EXERCISE AIM: Determine the number of lines in the data below that contain the string "wall", and respond with that number alone.

EXERCISE MATERIAL:
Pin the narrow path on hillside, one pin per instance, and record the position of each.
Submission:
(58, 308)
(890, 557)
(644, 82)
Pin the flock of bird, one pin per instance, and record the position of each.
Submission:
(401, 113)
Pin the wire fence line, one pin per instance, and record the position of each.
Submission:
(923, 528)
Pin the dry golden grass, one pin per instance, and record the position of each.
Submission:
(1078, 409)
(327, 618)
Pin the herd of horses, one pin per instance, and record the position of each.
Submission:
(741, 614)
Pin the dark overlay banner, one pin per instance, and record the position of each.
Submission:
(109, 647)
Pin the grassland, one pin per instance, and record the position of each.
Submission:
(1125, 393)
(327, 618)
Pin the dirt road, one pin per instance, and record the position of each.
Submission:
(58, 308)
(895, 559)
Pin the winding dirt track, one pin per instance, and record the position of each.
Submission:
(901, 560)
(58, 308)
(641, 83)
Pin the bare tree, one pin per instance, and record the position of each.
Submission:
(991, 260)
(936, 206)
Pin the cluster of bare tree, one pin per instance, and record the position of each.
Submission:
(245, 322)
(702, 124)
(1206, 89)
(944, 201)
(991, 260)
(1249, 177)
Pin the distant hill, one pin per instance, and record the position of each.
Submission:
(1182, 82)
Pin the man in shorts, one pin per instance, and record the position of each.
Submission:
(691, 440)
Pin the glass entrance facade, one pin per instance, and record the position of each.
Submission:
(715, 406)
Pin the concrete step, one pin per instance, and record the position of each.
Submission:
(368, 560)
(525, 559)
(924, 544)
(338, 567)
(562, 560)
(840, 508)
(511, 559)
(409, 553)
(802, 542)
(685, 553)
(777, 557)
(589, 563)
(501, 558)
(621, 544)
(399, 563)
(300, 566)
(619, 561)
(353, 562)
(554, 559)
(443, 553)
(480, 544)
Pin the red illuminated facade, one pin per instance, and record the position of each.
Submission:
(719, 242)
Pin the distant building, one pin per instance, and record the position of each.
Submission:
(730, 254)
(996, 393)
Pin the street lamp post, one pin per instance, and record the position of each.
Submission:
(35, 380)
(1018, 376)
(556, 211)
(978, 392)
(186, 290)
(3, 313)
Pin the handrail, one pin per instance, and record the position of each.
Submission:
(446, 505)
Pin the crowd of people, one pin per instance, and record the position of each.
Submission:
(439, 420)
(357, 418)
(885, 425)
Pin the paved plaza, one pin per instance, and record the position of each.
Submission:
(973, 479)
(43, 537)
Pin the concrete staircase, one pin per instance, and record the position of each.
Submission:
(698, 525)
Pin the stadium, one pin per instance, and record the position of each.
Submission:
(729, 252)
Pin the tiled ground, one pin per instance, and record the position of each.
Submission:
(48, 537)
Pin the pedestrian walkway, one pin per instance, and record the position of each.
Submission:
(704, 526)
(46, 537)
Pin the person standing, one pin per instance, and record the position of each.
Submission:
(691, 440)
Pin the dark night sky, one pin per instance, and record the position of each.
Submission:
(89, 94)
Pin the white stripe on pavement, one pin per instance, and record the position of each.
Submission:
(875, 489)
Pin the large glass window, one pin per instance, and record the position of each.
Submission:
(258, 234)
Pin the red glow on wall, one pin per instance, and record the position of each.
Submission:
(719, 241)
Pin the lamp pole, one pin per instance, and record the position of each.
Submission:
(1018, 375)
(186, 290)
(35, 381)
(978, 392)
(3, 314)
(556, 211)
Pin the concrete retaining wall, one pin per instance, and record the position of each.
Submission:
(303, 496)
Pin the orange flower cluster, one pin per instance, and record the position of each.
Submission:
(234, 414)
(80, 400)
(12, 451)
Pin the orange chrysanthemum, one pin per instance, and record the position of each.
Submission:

EXERCISE SOLUTION: 2